**Task instructions**
Reproduce the data below line for line, without any change, and omit the pictures from your copy.

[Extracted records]

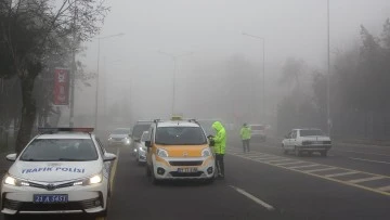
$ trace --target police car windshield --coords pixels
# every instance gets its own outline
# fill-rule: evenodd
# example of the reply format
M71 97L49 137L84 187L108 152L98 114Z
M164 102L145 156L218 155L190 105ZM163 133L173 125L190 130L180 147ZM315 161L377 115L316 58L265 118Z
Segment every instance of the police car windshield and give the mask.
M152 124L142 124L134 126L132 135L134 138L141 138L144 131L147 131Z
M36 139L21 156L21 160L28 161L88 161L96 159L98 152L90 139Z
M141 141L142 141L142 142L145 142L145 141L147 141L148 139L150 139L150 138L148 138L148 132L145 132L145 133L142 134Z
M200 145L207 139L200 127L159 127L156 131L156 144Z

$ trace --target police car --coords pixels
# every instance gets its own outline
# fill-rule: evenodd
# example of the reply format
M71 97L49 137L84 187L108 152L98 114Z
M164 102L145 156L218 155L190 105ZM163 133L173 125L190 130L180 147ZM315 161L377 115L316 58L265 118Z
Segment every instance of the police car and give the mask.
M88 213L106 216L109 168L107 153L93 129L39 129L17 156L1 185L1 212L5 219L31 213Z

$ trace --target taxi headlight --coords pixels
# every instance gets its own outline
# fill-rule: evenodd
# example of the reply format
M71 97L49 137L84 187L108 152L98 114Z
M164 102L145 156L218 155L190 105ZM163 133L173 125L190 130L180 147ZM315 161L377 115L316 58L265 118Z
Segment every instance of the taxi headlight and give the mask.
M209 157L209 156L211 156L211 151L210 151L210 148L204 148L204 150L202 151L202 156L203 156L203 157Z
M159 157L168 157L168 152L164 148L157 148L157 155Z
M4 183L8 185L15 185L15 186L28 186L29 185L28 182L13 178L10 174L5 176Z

**Answer for the task**
$ trace --target police car windshield --coords pixels
# every instance gets its own outline
# fill-rule: evenodd
# example of the reply format
M71 97L49 137L84 187L108 152L98 114Z
M164 102L145 156L218 155L190 105ZM163 133L173 125L190 130L180 147ZM315 161L377 115L316 58L265 118Z
Segment every instance of the police car windshield and give the mask.
M152 124L142 124L134 126L132 135L134 138L141 138L144 131L147 131Z
M36 139L21 156L21 160L28 161L88 161L96 159L98 152L90 139Z
M141 141L142 141L142 142L145 142L145 141L147 141L148 139L150 139L150 138L148 138L148 132L145 132L145 133L142 134Z
M200 145L207 139L200 127L159 127L156 131L156 144Z

$ trace --target police car --coords pixels
# every instance gets its own outline
# fill-rule: evenodd
# example of the reply format
M71 97L49 137L84 187L108 152L98 114Z
M164 102L145 156L218 155L190 105ZM163 133L173 125L190 130L180 147ZM315 161L377 115L316 58L265 118Z
Segment every instance of the police car and give the mask.
M88 213L106 216L109 168L107 153L93 129L39 129L17 156L1 185L1 212L5 219L31 213Z

$ trace --target taxi headlight --coords pixels
# every instance gets its own outline
# fill-rule: evenodd
# example of the reply format
M71 97L49 137L84 187L108 152L98 114Z
M164 102L145 156L218 155L190 105ZM163 133L173 125L190 130L180 147ZM315 161L377 115L316 58L265 118Z
Segment every instance of the taxi headlight and give the mask.
M209 157L209 156L211 156L211 151L210 151L210 148L204 148L204 150L202 151L202 156L203 156L203 157Z
M159 157L168 157L168 152L164 148L157 148L157 155Z
M4 183L8 185L15 185L15 186L28 186L29 185L28 182L13 178L10 174L5 176Z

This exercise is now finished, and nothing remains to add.